**Excerpted records:**
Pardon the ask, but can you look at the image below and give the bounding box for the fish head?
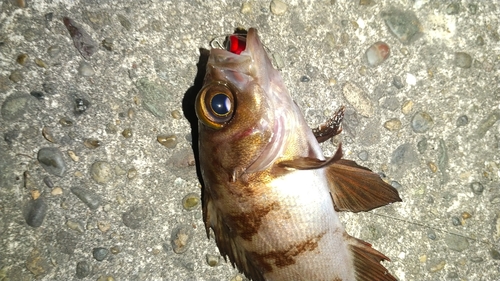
[195,28,293,181]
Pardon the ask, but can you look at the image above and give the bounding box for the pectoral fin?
[278,145,402,213]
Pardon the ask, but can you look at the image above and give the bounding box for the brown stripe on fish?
[251,232,326,272]
[227,202,280,241]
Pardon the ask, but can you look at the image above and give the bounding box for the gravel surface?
[0,0,500,280]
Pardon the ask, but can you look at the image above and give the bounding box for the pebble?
[50,187,63,196]
[206,254,220,267]
[42,126,56,143]
[384,118,402,131]
[59,117,74,127]
[75,261,92,279]
[135,78,172,119]
[156,135,178,148]
[392,76,405,90]
[66,220,85,233]
[75,97,90,115]
[1,95,32,121]
[56,230,80,255]
[446,3,460,15]
[30,91,45,101]
[170,225,193,254]
[83,138,101,149]
[47,45,61,59]
[411,111,434,133]
[427,228,437,240]
[342,82,374,117]
[63,17,98,60]
[470,181,484,195]
[122,207,148,229]
[90,161,114,184]
[68,150,80,162]
[382,7,421,44]
[78,61,95,77]
[270,0,288,16]
[37,147,66,177]
[71,186,101,210]
[16,54,29,65]
[240,2,252,14]
[429,260,446,272]
[490,249,500,260]
[299,75,311,83]
[24,198,48,227]
[444,234,469,252]
[92,247,109,261]
[453,52,472,68]
[365,41,391,67]
[358,150,368,161]
[182,193,200,211]
[9,69,24,83]
[456,115,469,127]
[476,110,500,139]
[26,248,50,279]
[122,128,132,139]
[35,58,49,68]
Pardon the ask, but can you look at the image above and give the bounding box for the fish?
[194,28,402,281]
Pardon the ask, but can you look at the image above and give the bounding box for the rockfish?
[195,28,401,281]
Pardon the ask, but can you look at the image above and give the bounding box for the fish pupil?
[211,94,231,115]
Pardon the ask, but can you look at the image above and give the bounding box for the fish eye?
[210,93,232,116]
[196,83,235,129]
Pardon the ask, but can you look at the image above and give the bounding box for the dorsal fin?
[278,145,402,213]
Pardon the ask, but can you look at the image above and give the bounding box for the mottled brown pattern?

**Task brief:** Print the material above word for word, leaving out the picture.

**The result:**
Pardon the ask, but can you look at the image below and give the bounding box for the fish head?
[195,28,293,181]
Pardon the ask, but can you look at the image above and give the bounding box for the pectoral fin?
[278,145,402,213]
Pardon the ask, but can you look at the image above and give the bounding box for the brown stripe on fish?
[251,232,326,272]
[227,202,280,241]
Pardon the ask, but can you look at the image above and give the bounding box for the gravel surface?
[0,0,500,280]
Pardon the ask, but can you look at the image above and give the bounding box for the pebble?
[50,187,63,196]
[206,254,220,267]
[42,126,56,143]
[384,118,402,131]
[59,117,74,127]
[75,261,92,279]
[135,78,172,119]
[156,135,178,148]
[392,76,405,90]
[66,220,85,233]
[75,97,90,115]
[1,95,32,121]
[56,230,80,255]
[446,3,460,15]
[30,91,45,101]
[170,225,193,254]
[83,138,101,149]
[47,45,61,59]
[411,111,434,133]
[427,228,437,240]
[342,82,374,117]
[63,17,98,60]
[470,181,484,195]
[122,207,148,229]
[90,161,114,184]
[68,150,80,162]
[382,7,421,44]
[78,61,95,77]
[270,0,288,16]
[37,147,66,177]
[71,186,101,210]
[16,54,29,65]
[240,2,252,14]
[429,260,446,272]
[490,249,500,260]
[299,75,311,83]
[24,198,48,227]
[444,234,469,252]
[92,247,109,261]
[453,52,472,68]
[365,41,391,67]
[358,150,368,161]
[182,193,200,211]
[9,69,24,83]
[456,115,469,127]
[476,110,500,139]
[26,248,50,279]
[122,128,132,139]
[35,58,49,68]
Pardon the ask, but can you look at the image above and give the bounding box for the fish?
[194,28,402,281]
Pardon the ask, but can you look at the image above and give the bounding box for the rockfish?
[195,28,401,281]
Pardon the ask, but can you look at the image above and give the bounding box for the fish pupil?
[211,94,231,115]
Pardon the ask, but can you look at the image above and give the bounding box for the fish eye?
[210,93,232,116]
[196,83,235,129]
Pardon the ask, but can you look at the image above and give the bounding box for the dorsal fin?
[278,145,402,213]
Pardon the ask, but can you look at the image above and give the bounding box for the mottled brown pattern?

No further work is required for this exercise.